◆ DIRECTIVE:
Rewrite the items from the start through the line containing "[128, 152, 259, 181]", switching every "endpoint" to "service" and leaving everything else unchanged.

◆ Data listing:
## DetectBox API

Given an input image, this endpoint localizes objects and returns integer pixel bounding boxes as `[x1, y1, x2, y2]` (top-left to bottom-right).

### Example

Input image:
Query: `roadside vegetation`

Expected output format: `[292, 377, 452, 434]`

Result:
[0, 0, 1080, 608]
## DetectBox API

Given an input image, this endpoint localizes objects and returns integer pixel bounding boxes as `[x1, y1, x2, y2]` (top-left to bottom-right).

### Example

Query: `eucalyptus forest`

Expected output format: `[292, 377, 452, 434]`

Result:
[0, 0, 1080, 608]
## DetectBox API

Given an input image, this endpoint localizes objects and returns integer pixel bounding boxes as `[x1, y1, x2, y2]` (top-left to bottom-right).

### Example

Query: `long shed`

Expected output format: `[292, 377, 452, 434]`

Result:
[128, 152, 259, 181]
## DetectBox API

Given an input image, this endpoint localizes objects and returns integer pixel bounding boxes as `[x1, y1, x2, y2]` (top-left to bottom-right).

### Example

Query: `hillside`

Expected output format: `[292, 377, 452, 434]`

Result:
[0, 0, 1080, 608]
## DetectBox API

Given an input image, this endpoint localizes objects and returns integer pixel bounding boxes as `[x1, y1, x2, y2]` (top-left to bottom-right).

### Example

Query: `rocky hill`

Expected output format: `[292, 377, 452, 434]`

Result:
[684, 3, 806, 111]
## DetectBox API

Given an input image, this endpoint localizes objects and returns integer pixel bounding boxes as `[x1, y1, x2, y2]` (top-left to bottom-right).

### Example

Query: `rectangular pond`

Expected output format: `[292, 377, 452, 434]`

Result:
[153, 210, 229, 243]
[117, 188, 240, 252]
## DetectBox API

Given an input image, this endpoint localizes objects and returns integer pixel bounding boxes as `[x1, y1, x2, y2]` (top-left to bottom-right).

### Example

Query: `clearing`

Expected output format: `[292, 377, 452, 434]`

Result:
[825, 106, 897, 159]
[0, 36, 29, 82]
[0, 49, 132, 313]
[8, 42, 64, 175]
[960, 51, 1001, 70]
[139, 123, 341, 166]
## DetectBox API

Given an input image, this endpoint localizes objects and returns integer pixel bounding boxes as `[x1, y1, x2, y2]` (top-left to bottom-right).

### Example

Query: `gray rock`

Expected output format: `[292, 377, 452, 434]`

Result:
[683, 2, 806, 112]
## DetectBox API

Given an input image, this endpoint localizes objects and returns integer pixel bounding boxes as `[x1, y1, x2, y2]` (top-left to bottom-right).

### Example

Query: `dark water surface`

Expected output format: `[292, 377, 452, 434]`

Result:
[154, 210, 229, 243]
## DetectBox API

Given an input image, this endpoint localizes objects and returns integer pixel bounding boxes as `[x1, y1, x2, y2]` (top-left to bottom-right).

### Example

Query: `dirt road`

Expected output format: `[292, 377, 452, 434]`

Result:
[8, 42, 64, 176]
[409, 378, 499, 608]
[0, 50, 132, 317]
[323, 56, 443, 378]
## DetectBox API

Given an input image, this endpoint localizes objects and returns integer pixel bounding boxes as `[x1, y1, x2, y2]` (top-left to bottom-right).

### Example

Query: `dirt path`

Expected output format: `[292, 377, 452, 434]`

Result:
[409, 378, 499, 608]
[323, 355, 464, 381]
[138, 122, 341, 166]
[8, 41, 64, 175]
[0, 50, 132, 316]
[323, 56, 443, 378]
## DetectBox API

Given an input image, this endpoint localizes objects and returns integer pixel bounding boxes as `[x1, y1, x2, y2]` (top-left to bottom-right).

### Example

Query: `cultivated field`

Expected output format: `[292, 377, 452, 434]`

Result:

◆ RESPONSE:
## DetectBox API

Given an input image, this service localizes objects and returns integer pixel bounding boxes as `[x1, y1, x2, y2]` (top-left to bottom-right).

### Example

Input image:
Query: `roadside vegetation`

Expected output format: `[292, 377, 452, 434]`

Result:
[0, 0, 1080, 608]
## DetectBox API

Given an input image, this service localizes objects and returns integer pixel bounding boxes as `[x1, y1, x2, y2]` (top-left to bottom-right).

### Example

Query: `eucalyptus forest`

Expected output format: `[292, 377, 452, 434]`

Result:
[0, 0, 1080, 608]
## DetectBox API

Given an input image, this service localizes objects and returns integer pixel bounding boxes as `[x1, y1, x2, y2]` (top-left to bottom-right).

### Example

Query: `long shed`

Expected output format: `[292, 377, 452, 434]`

Result:
[128, 152, 259, 181]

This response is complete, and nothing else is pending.